==== Page extract

# facebbok and myspace



## preso (May 1, 2009)

What do you think of those sites... honestly?

I saw some people on it I knew and for a moment, thought about putting my own profile up but then started to think... hmmm
because I also know many people who are not on the site. 

Could it be an invitation to trouble?
I had a bad childhood with lots of freaks and stupid people telling me what to do, escaped them all and made a nice life. Will I be inviting that crap back into my life?
also a string of idiot boyfriends over the last 30 years... 

I'm not sure if I should put up a profile.... 
I mean, what for? to show how nicely I've aged?...
and all the cyber friends I can make?:rofl:

I mean.... I really see no point in it because of all the people I see on the site I know, I would not want any of them IN MY LIFE other than to say hello.
Maybe it's better to just look and not participate.. what do you think?


----------



## trev (May 23, 2009)

its fine if you use it properly you dont have to invite all to be your cyber friend !! 
hey if you cant talk to them in the street face to face why speak via the internet ?
always a place for internet chat just be wise how you use it


----------



## Sufficiently Breathless (May 18, 2009)

My H and I have a myspace page, together. We moved to a different state after we got married 13 years ago. So I use it as a way to keep in touch, and I reconnected with a good girlfriend from high school. I talk to her every day now, and we visit often. 

You can set your profile to private, and only allow certain people to be your friends. So you don't have to invite all the freaks to talk to you or even veiw your page


----------



## preso (May 1, 2009)

so which is better?

which do you like better? my space or facebook?

Facebook looks better although has some features I dont like...
I like the features of myspace better as I can go total private
where on facebook you can't
and facebook pics are too small.... I want to squash the rumor I'm old and fat
so I need the bigger pic space 
lol


----------



## Sufficiently Breathless (May 18, 2009)

I haven't even tried facebook.. only myspace. I like myspace. I've had people tell me I should get a facebook page. I went to the site to check it out once, but it just looks too boring and blah lol.


----------



## preso (May 1, 2009)

I dont get it to be honest.

seems to me its all about "look at me" ( both sites)

?

========

--- Short task 1 ---
Decide whether each statement agrees with the forum thread about Facebook and MySpace, answering yes or no and quoting the words that settle it: (a) Sufficiently Breathless has tried Facebook. (b) preso finds Facebook pictures too large. (c) Sufficiently Breathless moved to a different state after getting married.
The forum thread and the listing come from unrelated sources.

==== Items

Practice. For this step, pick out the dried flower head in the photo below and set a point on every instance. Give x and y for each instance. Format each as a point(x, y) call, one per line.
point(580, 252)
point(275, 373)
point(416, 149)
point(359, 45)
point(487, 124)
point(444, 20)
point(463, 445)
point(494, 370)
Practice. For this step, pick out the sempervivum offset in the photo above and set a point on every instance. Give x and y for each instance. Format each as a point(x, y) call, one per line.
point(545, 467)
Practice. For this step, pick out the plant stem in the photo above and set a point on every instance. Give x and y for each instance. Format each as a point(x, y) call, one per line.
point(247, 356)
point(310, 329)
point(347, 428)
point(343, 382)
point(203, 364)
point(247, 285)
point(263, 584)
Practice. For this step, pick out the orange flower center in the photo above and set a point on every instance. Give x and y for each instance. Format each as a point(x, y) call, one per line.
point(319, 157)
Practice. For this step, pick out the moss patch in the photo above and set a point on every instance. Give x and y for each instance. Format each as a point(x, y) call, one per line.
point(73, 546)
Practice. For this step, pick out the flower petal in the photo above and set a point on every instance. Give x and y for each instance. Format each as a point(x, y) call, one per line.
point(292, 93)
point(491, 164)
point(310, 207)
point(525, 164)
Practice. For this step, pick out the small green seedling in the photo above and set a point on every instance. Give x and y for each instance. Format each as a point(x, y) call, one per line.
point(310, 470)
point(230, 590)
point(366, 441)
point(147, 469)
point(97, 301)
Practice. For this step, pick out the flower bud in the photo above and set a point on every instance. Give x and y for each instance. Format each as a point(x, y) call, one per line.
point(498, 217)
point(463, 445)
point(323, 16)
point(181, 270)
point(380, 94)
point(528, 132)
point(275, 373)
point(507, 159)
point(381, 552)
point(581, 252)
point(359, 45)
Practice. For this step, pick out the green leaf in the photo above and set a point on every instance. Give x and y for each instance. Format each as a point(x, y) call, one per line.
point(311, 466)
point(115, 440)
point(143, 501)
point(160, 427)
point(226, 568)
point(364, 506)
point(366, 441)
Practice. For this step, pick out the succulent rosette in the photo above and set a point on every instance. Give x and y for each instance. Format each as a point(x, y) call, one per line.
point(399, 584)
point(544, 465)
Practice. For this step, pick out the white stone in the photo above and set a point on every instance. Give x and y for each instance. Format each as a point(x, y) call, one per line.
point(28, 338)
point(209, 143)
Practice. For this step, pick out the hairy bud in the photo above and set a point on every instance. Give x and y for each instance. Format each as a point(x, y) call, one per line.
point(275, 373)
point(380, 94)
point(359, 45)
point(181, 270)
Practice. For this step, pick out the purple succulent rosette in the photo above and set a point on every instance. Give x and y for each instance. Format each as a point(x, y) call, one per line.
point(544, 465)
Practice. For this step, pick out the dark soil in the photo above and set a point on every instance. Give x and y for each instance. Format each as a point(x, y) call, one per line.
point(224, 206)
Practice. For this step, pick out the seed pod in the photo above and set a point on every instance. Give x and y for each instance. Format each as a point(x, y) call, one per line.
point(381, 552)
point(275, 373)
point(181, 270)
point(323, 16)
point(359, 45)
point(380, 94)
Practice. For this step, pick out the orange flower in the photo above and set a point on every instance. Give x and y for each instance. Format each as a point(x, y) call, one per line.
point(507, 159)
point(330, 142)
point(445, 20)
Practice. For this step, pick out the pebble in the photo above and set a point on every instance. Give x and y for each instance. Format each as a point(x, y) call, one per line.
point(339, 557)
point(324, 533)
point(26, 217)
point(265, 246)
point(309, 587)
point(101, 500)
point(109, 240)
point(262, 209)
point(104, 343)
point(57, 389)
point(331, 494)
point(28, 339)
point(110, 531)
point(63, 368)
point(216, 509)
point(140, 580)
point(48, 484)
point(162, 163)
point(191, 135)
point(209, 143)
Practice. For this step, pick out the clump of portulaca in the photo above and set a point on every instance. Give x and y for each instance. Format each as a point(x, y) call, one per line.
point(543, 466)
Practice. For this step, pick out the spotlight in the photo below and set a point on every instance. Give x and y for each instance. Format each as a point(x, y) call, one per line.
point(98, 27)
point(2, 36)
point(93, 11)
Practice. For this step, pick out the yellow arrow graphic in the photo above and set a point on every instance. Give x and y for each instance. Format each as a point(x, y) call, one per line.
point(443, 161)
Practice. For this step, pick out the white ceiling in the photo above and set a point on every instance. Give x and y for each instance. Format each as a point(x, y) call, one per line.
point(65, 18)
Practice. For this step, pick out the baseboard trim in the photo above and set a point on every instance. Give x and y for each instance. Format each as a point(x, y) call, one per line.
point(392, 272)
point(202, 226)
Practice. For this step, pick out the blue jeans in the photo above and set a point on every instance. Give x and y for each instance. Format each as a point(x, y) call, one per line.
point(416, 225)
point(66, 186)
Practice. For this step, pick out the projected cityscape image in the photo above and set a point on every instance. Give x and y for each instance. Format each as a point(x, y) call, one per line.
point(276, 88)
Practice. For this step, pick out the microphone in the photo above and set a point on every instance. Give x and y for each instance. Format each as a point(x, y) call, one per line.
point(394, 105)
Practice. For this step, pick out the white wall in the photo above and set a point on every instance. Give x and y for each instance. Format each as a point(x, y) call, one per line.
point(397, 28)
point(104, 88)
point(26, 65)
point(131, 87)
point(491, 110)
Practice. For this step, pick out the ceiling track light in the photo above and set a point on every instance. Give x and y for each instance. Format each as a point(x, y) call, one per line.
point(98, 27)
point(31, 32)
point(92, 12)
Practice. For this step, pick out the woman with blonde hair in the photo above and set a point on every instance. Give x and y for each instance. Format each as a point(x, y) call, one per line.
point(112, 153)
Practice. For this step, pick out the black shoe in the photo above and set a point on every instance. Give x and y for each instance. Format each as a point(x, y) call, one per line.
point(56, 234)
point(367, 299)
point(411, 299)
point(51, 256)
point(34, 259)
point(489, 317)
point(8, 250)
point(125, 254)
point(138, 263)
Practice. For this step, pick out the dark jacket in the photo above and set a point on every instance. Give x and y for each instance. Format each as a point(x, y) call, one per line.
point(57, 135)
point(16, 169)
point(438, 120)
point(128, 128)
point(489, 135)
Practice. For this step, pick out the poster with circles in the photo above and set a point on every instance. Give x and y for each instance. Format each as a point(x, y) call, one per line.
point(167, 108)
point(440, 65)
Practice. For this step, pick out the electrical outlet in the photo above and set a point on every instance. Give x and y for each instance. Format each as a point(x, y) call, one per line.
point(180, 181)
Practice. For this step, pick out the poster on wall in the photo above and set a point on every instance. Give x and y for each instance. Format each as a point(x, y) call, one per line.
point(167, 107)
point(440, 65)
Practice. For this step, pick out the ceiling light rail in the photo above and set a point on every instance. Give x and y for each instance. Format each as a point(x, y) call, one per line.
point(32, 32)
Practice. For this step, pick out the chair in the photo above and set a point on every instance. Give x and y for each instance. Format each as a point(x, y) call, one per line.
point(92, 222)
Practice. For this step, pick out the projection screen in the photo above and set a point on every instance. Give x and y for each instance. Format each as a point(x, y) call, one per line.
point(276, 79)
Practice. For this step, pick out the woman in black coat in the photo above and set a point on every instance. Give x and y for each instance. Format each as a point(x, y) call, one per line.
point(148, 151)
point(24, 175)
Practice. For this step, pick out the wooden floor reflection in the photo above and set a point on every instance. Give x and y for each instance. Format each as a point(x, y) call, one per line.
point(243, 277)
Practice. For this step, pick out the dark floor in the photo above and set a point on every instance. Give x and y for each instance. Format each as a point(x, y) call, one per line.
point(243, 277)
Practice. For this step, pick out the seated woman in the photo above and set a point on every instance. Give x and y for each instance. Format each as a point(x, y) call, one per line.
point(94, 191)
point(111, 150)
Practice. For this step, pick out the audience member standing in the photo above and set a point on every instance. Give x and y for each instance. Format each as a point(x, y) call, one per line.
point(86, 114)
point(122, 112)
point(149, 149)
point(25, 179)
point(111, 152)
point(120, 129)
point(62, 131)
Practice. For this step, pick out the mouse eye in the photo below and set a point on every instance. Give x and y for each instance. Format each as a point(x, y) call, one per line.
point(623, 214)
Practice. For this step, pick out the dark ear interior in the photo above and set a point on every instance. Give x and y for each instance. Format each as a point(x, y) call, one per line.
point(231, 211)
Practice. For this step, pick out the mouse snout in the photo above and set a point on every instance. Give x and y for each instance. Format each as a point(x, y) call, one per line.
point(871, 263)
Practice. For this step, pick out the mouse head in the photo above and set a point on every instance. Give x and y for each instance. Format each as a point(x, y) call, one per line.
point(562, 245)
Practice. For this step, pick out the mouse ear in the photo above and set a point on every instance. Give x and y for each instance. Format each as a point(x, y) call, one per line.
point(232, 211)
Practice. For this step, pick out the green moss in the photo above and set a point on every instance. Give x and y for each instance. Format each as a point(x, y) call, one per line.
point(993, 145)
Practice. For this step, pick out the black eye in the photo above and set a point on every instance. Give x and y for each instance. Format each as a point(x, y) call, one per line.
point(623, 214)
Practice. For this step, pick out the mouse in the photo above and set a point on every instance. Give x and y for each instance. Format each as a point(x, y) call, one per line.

========

--- Short task 2 ---
Gather every line of the listing above that contains the word "orange".

--- Complete output 1 ---
(a) No: "I haven't even tried facebook.. only myspace."
(b) No: "facebook pics are too small...."
(c) Yes: "We moved to a different state after we got married 13 years ago."

--- Complete output 2 ---
Practice. For this step, pick out the orange flower center in the photo above and set a point on every instance. Give x and y for each instance. Format each as a point(x, y) call, one per line.
Practice. For this step, pick out the orange flower in the photo above and set a point on every instance. Give x and y for each instance. Format each as a point(x, y) call, one per line.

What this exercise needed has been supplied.